• **What is required**
Write out exactly, please, the lines from the one containing "Query: red tie" to the end of the material.

• **Exercise materials**
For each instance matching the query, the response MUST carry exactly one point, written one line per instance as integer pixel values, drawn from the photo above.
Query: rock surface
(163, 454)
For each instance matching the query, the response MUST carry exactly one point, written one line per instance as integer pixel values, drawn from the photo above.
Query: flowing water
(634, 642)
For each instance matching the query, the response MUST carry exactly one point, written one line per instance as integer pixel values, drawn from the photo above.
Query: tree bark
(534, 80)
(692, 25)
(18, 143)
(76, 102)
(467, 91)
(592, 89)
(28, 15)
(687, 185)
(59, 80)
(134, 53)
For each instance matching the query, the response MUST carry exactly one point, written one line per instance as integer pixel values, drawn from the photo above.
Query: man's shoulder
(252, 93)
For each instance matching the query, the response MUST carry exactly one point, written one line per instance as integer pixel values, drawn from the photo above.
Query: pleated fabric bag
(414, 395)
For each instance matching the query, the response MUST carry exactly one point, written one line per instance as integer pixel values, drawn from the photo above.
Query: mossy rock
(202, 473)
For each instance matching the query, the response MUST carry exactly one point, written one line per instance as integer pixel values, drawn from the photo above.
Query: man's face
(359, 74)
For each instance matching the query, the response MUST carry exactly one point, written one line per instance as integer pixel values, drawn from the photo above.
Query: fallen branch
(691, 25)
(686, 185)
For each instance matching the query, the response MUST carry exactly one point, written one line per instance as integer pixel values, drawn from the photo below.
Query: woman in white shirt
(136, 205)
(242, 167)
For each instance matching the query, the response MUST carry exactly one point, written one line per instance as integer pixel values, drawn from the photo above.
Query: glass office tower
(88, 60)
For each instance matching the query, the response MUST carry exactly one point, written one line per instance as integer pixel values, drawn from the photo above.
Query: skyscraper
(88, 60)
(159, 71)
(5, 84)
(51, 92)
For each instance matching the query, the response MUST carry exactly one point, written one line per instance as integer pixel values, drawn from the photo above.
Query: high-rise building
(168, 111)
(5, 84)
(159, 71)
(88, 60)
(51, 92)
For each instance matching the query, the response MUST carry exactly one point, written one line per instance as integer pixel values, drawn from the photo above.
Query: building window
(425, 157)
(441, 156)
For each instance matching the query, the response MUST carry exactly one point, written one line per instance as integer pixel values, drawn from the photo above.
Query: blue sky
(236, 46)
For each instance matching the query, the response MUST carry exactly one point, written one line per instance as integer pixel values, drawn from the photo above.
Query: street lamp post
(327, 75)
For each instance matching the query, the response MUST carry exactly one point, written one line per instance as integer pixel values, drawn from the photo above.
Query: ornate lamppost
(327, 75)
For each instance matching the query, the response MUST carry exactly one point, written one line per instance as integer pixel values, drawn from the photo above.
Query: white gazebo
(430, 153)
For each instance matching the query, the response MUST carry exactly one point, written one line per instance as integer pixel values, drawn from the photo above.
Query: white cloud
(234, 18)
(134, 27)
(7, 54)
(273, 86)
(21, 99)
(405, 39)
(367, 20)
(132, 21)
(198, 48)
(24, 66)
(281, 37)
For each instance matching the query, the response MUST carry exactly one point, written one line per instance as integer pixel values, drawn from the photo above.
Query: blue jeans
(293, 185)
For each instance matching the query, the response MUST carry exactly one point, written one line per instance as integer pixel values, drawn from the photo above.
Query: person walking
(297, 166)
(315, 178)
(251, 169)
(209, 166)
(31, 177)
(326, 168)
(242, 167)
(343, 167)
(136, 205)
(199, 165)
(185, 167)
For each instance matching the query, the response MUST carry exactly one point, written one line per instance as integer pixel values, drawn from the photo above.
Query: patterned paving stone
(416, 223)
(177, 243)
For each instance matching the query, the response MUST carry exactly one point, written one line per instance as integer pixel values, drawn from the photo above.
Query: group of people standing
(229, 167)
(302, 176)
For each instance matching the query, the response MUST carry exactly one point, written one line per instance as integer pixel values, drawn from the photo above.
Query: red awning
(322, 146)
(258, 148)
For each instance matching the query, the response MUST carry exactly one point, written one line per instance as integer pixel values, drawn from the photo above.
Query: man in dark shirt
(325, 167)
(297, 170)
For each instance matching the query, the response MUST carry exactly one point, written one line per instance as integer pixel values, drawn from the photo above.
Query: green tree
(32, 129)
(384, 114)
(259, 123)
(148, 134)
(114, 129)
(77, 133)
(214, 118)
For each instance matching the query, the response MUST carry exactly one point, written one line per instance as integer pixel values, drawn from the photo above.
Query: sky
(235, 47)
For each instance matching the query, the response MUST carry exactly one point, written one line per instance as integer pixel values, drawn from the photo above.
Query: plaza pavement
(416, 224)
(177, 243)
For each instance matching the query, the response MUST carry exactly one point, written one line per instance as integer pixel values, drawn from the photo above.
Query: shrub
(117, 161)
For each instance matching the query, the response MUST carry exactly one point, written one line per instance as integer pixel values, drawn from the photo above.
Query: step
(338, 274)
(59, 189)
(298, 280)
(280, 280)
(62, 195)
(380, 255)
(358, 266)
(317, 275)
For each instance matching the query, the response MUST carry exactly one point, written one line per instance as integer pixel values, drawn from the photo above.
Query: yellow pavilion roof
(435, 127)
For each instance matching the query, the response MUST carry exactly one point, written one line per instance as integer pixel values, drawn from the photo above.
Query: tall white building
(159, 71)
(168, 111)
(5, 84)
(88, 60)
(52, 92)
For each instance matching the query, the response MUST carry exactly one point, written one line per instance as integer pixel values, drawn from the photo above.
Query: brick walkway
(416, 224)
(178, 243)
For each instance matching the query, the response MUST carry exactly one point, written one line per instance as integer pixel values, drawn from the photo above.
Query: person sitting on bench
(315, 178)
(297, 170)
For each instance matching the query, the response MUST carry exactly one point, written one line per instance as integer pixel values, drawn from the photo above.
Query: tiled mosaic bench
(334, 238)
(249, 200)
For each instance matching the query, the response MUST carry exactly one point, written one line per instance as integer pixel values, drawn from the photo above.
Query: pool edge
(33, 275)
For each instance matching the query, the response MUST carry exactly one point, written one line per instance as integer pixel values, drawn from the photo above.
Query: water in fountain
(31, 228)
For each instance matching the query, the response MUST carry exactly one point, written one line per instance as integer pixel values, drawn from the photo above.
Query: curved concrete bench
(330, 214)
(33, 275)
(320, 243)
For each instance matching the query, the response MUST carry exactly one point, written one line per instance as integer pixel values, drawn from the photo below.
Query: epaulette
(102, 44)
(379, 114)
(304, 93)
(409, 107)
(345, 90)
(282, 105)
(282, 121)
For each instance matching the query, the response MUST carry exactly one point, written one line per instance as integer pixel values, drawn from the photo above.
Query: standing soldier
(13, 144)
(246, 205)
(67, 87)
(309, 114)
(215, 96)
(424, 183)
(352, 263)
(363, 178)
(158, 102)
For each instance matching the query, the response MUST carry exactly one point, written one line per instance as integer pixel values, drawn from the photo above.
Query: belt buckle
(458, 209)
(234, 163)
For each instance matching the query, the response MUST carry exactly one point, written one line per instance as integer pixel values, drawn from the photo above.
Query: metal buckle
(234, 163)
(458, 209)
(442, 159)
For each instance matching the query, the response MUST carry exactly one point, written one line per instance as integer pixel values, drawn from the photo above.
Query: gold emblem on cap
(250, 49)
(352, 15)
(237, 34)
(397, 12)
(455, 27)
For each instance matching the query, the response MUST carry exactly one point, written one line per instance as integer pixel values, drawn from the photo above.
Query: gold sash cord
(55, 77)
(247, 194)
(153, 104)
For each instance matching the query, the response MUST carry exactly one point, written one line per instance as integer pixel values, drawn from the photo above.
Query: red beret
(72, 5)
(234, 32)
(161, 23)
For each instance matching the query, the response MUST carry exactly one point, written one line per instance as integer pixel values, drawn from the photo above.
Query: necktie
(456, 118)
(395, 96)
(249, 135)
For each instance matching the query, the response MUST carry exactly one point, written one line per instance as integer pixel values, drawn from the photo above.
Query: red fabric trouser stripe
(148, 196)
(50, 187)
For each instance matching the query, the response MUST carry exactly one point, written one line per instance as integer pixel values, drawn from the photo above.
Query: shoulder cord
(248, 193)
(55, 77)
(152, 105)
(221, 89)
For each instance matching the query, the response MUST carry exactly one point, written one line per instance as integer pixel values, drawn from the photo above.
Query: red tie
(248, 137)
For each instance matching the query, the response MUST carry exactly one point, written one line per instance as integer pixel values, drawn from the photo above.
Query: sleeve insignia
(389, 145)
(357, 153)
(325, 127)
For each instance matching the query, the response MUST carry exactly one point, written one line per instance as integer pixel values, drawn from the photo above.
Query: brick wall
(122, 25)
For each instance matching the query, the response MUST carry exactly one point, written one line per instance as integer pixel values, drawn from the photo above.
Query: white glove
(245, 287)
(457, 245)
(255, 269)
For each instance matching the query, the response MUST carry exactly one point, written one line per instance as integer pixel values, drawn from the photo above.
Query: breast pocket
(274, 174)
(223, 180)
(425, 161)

• **Exercise answer**
Query: red tie
(248, 137)
For each instance matching the query, the response MUST carry exactly one point, written one line per instance as integer pixel values, drawn from the photo above.
Query: sleeve insignia
(389, 145)
(357, 153)
(325, 127)
For each instance matching the query, the response MUST carry exactly one point, written one line per instance as integer pixel values, drawn from the photo above.
Query: brick wall
(122, 25)
For each instance matching the query, the response MUST carry exactly one point, written one line per instance as integer pixel values, drawn from the photo above.
Query: white glove
(245, 287)
(457, 245)
(255, 269)
For each instance matching the query, the response MUST carry exactly one point, written one line per instance as integer pixel values, drawn from the photo above.
Query: breast pocket
(274, 174)
(223, 180)
(425, 161)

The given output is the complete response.